**Prompt**
Retype the data below without altering anything.

**Given records**
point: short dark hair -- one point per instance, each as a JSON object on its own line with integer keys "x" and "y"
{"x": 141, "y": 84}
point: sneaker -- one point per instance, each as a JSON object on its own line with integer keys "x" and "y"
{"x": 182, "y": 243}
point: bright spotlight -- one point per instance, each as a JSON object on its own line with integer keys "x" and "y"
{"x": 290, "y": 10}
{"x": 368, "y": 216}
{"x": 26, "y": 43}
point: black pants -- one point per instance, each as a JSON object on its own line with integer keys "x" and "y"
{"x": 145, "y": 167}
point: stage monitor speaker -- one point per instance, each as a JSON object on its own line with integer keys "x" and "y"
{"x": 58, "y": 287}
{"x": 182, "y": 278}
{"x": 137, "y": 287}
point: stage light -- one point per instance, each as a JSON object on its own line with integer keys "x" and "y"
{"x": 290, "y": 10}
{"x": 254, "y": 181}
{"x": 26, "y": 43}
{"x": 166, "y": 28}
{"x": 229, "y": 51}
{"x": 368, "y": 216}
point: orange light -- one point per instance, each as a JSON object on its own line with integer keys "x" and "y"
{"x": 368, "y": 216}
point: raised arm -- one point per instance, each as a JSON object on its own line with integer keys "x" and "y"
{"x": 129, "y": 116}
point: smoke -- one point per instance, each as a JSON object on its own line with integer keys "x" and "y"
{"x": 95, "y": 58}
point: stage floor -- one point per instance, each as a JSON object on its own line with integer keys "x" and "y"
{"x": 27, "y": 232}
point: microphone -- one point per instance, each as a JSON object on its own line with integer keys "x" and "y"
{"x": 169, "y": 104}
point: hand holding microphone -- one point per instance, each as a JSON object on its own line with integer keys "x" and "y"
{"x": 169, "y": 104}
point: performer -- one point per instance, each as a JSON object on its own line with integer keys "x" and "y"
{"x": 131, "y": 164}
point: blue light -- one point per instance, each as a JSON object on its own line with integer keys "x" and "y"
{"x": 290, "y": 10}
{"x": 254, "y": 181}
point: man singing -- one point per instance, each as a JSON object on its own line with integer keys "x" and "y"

**Response for this exercise**
point: short dark hair -- one point per instance, each as a JSON object on its own line with integer keys "x" and "y"
{"x": 141, "y": 84}
point: sneaker -- one point per instance, each as a JSON object on its own line with integer keys "x" and "y"
{"x": 182, "y": 243}
point: bright spotlight -- one point per instance, each as a JSON object on its own line with integer keys "x" and "y"
{"x": 290, "y": 10}
{"x": 368, "y": 216}
{"x": 26, "y": 43}
point: black pants -- one point per instance, each as a JSON object on its own line with integer keys "x" and "y"
{"x": 145, "y": 167}
point: stage monitor speaker -- one point per instance, each as a JSON object on its own line with integer keys "x" and "y"
{"x": 58, "y": 287}
{"x": 182, "y": 278}
{"x": 137, "y": 287}
point: stage light -- one point per instance, each as a JSON object on its own line with integer keys "x" and "y"
{"x": 290, "y": 10}
{"x": 254, "y": 181}
{"x": 26, "y": 43}
{"x": 166, "y": 28}
{"x": 229, "y": 51}
{"x": 368, "y": 216}
point: orange light -- one point per instance, each as a JSON object on its own line with integer keys "x" and "y"
{"x": 368, "y": 216}
point: raised arm -- one point per instance, each as a JSON object on its own line with integer keys "x" and "y"
{"x": 129, "y": 116}
point: smoke -- one point per instance, each as a JSON object on its own line with integer keys "x" and "y"
{"x": 95, "y": 58}
point: stage floor -- one point per instance, each as a JSON object on its own line with integer keys "x" and "y"
{"x": 27, "y": 232}
point: microphone -- one point per instance, each as a JSON object on its own line with integer keys "x" and "y"
{"x": 169, "y": 104}
point: hand holding microphone -- one point per instance, each as a JSON object on its own line with integer keys "x" and "y"
{"x": 169, "y": 104}
point: performer -- one point per instance, each as a JSON object on its own line with integer keys "x" and "y"
{"x": 131, "y": 164}
point: blue light -- one point per instance, each as a JSON object on its own line with integer keys "x" and "y"
{"x": 290, "y": 10}
{"x": 254, "y": 181}
point: man singing -- one point per instance, each as a JSON object on its own line with integer keys "x" and "y"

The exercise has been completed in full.